──────── DOCUMENT PASSAGE
Oil dips amidst fears of inflation



Oil dipped more than $2 on Monday as COVID-19 cases in Beijing soared and dented hopes of a pick-up in Chinese demand, while worries about more interest rate hikes to control rampant inflation have added further pressure.

West Texas Intermediate futures fell nearly 2 percent to trade below $119 a barrel amid a broader market selloff.

US inflation accelerated to a new 40-year high last month, raising the likelihood of more aggressive interest-rate hikes from the Federal Reserve.

China is starting to re-impose virus curbs as cases rise, just weeks after major easing in key cities such as Shanghai. Beijing’s most populous district Chaoyang announced three rounds of mass testing to quell a “ferocious” COVID-19 outbreak.

“The present price fall is exacerbated by warnings of a ‘ferocious’ spread of the COVID virus in Beijing by officials, casting doubt on immediate demand recovery,” said Tamas Varga of oil broker PVM.
────────────────
──────── SOURCE INFORMATION
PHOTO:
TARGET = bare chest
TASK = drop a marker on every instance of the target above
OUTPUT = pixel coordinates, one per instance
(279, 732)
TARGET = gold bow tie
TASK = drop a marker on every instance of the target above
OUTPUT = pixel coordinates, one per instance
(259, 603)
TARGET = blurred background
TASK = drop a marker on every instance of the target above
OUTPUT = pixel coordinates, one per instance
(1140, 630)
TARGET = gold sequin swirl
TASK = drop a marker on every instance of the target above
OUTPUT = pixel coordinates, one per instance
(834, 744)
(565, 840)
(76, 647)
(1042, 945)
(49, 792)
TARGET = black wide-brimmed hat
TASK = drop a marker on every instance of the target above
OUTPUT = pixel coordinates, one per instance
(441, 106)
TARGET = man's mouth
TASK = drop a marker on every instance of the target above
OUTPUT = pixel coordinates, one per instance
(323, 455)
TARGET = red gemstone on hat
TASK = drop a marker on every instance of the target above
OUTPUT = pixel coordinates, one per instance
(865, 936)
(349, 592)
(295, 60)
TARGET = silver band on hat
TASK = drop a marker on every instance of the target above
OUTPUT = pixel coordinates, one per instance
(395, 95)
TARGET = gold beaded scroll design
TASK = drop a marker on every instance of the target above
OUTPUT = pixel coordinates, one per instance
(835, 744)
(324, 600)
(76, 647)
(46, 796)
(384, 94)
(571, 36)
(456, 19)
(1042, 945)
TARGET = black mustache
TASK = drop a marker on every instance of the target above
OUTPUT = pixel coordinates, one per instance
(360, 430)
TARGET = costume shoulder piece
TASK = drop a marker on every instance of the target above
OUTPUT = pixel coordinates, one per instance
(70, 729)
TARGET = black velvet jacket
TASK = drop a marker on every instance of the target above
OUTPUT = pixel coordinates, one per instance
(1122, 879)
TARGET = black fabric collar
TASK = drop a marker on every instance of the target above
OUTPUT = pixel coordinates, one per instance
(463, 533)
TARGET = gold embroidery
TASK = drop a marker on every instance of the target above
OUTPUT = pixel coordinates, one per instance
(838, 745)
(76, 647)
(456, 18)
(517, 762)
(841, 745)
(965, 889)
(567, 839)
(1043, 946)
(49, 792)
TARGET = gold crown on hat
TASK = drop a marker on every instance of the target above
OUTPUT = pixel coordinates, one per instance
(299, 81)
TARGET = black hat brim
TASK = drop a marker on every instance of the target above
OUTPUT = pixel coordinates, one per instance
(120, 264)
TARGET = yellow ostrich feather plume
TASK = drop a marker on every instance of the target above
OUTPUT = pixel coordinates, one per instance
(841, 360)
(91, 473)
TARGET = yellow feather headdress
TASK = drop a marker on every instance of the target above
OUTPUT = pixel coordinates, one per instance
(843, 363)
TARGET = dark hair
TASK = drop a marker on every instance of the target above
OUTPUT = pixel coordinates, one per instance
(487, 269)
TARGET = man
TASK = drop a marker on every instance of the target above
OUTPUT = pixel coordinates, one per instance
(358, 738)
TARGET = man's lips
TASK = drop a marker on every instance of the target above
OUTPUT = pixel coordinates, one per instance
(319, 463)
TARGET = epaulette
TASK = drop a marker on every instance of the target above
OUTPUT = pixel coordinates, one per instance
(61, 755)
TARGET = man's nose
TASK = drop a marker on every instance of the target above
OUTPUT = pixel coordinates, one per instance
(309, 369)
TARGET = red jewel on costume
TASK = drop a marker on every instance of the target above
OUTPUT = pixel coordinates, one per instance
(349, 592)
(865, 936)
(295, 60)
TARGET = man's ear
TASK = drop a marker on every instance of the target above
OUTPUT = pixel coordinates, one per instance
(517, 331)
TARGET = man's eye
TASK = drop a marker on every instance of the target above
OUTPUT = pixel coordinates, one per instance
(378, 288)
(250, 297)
────────────────
_WHAT TO WORK ON_.
[1] In the oil price article:
(a) By what percentage did West Texas Intermediate futures fall, and below what price per barrel did they trade?
(b) Which Beijing district announced three rounds of mass testing?
(c) Tamas Varga works for which firm?
[2] Print the oil price article starting with "Oil dipped more" and going on through "the Federal Reserve.".
[3] Continue the oil price article from where it stops.

_ANSWERS TO THE EXERCISE_.
[1]
(a) Nearly 2 percent, trading below $119 a barrel.
(b) Chaoyang.
(c) Oil broker PVM.

[2]
Oil dipped more than $2 on Monday as COVID-19 cases in Beijing soared and dented hopes of a pick-up in Chinese demand, while worries about more interest rate hikes to control rampant inflation have added further pressure.

West Texas Intermediate futures fell nearly 2 percent to trade below $119 a barrel amid a broader market selloff.

US inflation accelerated to a new 40-year high last month, raising the likelihood of more aggressive interest-rate hikes from the Federal Reserve.

[3]
Oil has surged in 2022 as Russia’s invasion of Ukraine compounded supply concerns and as oil demand recovered from COVID lockdowns. Brent hit $139, the highest since 2008, in March, and both oil benchmarks rose more than 1 percent last week.

The war has fanned inflation, driving up the cost of everything from food to fuel. US retail gasoline prices have repeatedly broken records and recently hit $5 a gallon.

Supply remains tight, with OPEC and its allies unable to deliver in full on pledged output increases because of a lack of capacity in many producers, sanctions on Russia, and output in Libya roughly halved by unrest.

“The supply/demand dynamics remain supportive of prices,” said Jeffery Halley of brokerage OANDA, who sees an extended oil sell-off as unlikely “unless US markets move to price in a full-blown recession.”

The US has repeatedly asked OPEC to pump more crude to help tame rising gasoline prices and the hottest inflation in decades.

Equities fell in Asia and made early losses in Europe as Friday’s data showing the US consumer price index rose 8.6 percent last month continued to weigh on financial markets.

The data put markets on alert that the Federal Reserve may tighten policy for too long and cause a sharp economic slowdown. The next Fed policy decision is on Wednesday.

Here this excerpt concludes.